Given instruction A: Repeat the passage on report cards and grading, everything from "Consider this writing" down to "one from God.".

Extract to read:
=-=-=

As this school year is winding down, teachers will be preparing the final report cards for each student.  Report cards are a way of giving some kind of measurement to the progress and aptitude of  an individual.  My devotional this week presented an interesting thought.  When I was in school, it would have been nice if my friends could have given me my grades or even better, if I could have graded myself.  There have been times with my own kids that I wish I could have given them their grades.  But alas, the grades must come from the teacher.

At the end of your day, do you ever reflect and give yourself a grade?  Maybe you had a particularly productive day.  For me that would mean, the house is spotless, the children are clean and homework is done, the family is digesting the delicious meal that I prepared, and everyone in the house is getting along.  That would be an A+ day to me.  Or perhaps I had received several complements on a given day.  My boss tells me I am doing a great job.  My friends say nice things about my children.  My husband comments that I am more beautiful than ever and my kids express to me their love.  That would certainly feel like an A+ day.
But the truth is this; just like it was in school, neither my friends, family, nor I, can really give an accurate grade to my day. 

Consider this writing of Paul in 1 Corinthians 4
1 A person should consider us in this way: as servants of Christ and managers of God's mysteries. 2 In this regard, it is expected of managers that each one be found faithful. 3 It is of little importance that I should be evaluated by you or by a human court. In fact, I don't even evaluate myself. 4 For I am not conscious of anything against myself, but I am not justified by this. The One who evaluates me is the Lord. 5 Therefore don't judge anything prematurely, before the Lord comes, who will both bring to light what is hidden in darkness and reveal the intentions of the hearts. And then praise will come to each one from God.

=-=-=

Rows contained in a dataset:
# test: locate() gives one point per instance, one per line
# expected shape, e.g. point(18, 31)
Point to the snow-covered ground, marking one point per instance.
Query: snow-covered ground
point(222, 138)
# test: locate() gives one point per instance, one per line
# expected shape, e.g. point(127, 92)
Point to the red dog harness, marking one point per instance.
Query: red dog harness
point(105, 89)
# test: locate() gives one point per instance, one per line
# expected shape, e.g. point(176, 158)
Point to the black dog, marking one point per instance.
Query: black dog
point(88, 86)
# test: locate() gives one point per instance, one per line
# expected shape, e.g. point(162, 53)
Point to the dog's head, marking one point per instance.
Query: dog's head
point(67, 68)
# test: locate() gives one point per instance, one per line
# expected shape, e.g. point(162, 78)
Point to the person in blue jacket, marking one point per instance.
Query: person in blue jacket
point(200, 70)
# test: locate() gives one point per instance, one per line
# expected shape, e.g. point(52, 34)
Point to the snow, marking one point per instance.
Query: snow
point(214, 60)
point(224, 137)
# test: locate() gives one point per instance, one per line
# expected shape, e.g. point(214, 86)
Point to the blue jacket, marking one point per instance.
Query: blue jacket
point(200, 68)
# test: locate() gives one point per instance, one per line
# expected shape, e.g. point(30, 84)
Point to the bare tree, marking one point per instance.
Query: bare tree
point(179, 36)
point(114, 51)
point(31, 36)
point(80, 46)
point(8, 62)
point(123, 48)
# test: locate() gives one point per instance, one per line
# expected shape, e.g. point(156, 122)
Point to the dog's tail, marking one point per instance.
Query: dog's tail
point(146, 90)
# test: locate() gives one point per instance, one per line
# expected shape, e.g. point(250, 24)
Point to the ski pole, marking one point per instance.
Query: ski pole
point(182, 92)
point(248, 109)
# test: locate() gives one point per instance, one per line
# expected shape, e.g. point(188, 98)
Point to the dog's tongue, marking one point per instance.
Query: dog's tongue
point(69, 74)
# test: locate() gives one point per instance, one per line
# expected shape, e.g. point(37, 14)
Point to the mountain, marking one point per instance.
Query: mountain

=-=-=

Given instruction B: Collect every line from the rows above that contains the string "head". Case counts.

Right answer A:
Consider this writing of Paul in 1 Corinthians 4
1 A person should consider us in this way: as servants of Christ and managers of God's mysteries. 2 In this regard, it is expected of managers that each one be found faithful. 3 It is of little importance that I should be evaluated by you or by a human court. In fact, I don't even evaluate myself. 4 For I am not conscious of anything against myself, but I am not justified by this. The One who evaluates me is the Lord. 5 Therefore don't judge anything prematurely, before the Lord comes, who will both bring to light what is hidden in darkness and reveal the intentions of the hearts. And then praise will come to each one from God.

Right answer B:
Point to the dog's head, marking one point per instance.
Query: dog's head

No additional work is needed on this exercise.